> **ABOUT THIS EXERCISE**
From the line with "Target: air intake pipe" through the final line, transcribe the material below character for character; include no other lines.

> **DATA IN THIS EXERCISE**
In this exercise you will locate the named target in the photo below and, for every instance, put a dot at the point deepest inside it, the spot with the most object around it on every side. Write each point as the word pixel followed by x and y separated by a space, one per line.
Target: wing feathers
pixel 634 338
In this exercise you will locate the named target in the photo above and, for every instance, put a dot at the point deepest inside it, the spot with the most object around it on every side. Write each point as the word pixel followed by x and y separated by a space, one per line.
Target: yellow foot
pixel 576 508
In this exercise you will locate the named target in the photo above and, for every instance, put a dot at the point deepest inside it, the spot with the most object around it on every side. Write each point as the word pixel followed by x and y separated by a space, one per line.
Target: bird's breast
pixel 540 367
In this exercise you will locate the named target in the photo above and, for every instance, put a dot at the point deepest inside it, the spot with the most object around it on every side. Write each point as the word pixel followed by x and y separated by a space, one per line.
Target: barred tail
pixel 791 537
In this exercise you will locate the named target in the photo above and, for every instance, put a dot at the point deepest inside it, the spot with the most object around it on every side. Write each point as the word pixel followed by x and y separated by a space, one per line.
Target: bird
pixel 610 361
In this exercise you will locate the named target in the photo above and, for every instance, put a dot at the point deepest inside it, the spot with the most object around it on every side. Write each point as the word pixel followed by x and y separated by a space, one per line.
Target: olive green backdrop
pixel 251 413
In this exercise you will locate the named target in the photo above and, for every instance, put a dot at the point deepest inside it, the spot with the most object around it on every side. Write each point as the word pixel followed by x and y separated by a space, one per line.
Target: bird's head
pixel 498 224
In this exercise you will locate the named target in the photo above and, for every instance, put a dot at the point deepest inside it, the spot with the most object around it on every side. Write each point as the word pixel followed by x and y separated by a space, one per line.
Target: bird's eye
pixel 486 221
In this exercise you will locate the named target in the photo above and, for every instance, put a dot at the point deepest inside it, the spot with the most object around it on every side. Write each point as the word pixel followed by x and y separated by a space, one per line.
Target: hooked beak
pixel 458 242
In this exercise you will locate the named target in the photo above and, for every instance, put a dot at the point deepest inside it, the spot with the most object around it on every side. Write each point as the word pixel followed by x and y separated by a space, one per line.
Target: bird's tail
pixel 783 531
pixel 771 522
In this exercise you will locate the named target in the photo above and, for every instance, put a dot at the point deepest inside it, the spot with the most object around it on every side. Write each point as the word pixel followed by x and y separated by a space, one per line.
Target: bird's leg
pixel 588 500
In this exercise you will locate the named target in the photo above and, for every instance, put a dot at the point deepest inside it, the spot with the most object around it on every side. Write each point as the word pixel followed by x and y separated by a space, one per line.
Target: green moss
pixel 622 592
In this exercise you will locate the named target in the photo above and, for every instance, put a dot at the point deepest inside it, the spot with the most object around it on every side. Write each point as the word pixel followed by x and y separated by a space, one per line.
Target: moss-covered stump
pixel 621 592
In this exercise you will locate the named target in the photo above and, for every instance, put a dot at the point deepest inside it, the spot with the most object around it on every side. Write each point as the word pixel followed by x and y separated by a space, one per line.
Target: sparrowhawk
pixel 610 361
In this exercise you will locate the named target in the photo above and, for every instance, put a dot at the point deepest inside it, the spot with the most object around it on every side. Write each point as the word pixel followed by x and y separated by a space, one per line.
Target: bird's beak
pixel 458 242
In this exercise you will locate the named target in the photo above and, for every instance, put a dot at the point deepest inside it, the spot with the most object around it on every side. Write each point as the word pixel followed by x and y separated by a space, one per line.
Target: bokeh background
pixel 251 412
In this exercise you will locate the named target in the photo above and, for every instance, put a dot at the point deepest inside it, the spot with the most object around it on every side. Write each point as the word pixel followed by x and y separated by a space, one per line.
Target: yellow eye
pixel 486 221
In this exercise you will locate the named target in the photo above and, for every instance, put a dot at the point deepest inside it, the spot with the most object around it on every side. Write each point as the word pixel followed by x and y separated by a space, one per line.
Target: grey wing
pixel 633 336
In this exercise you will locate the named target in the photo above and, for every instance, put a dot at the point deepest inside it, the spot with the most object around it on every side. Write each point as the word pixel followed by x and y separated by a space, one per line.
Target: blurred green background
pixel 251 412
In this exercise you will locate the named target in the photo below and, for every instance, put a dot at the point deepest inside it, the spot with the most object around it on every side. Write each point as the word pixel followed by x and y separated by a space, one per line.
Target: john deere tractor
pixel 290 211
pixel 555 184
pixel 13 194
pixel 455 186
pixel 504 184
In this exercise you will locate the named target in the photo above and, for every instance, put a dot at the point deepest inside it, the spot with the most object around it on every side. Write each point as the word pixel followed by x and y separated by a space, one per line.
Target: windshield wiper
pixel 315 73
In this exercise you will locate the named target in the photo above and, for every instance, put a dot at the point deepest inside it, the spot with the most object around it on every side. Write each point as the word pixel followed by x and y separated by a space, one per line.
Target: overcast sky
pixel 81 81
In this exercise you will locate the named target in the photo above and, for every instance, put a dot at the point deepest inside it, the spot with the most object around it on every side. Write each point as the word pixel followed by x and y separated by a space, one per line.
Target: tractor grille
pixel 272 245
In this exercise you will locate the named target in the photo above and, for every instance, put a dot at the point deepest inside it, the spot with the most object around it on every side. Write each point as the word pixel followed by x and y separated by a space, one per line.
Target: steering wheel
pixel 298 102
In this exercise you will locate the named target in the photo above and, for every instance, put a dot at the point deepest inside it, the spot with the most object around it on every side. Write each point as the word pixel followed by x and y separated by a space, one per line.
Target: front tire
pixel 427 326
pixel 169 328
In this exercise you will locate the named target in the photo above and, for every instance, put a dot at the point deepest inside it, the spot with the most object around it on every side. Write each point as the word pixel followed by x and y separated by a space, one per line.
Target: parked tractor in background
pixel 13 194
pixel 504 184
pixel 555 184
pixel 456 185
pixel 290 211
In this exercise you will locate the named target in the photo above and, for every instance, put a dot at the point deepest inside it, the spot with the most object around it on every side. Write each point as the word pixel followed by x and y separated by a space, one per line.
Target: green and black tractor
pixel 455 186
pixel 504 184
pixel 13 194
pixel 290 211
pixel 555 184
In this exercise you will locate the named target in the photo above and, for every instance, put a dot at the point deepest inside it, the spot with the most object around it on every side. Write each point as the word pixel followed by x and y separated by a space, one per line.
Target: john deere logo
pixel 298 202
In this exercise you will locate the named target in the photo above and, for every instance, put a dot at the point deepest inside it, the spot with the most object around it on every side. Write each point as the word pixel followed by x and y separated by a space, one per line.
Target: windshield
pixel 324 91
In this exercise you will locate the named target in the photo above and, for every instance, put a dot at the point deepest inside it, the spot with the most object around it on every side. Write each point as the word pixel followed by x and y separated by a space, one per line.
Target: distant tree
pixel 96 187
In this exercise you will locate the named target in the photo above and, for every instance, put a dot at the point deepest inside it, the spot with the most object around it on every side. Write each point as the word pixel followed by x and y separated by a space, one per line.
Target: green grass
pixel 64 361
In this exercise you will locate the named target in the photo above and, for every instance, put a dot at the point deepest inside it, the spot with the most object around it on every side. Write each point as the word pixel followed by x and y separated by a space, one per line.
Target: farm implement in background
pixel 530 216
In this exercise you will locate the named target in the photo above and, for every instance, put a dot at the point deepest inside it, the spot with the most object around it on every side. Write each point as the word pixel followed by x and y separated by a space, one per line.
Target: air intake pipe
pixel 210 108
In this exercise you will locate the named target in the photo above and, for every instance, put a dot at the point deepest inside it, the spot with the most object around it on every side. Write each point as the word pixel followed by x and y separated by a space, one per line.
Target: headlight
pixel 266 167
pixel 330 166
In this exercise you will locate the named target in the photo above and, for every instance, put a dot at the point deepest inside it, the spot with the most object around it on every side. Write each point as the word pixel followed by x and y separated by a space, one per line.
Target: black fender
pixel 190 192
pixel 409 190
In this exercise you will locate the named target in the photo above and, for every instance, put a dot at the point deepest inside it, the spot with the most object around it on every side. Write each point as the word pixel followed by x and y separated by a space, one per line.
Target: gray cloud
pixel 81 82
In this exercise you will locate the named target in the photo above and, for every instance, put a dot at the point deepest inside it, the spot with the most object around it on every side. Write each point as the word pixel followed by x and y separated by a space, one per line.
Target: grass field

> **ANSWER BOX**
Target: air intake pipe
pixel 210 108
In this exercise you will locate the named target in the photo above and, for every instance, put a dot at the point deepest inside it, the spot with the most object around it on every side. Write each point as the word pixel followed by x and y separated by a space, one per line.
Target: headlight
pixel 266 167
pixel 330 166
In this exercise you will locate the named target in the photo above and, for every instance, put a dot at the point deepest inside it, the spot with the most object around it on every side. Write each point as the word pixel followed by x and y separated by a space, one per line.
Target: black fender
pixel 190 192
pixel 409 190
In this exercise you will locate the named target in the photo above and, for every instance, put a dot at the point deepest inside it, the spot with the most object around it on every side. Write each point as the word pixel followed by x and y separated by a space, one per line.
Target: gray cloud
pixel 81 82
In this exercise you will locate the named target in the photo above and, for every instance, put a dot at the point deepest inside it, the spot with the most object around it on every side. Write each point as the word pixel followed by x and y separated by a space, one per line.
Target: grass field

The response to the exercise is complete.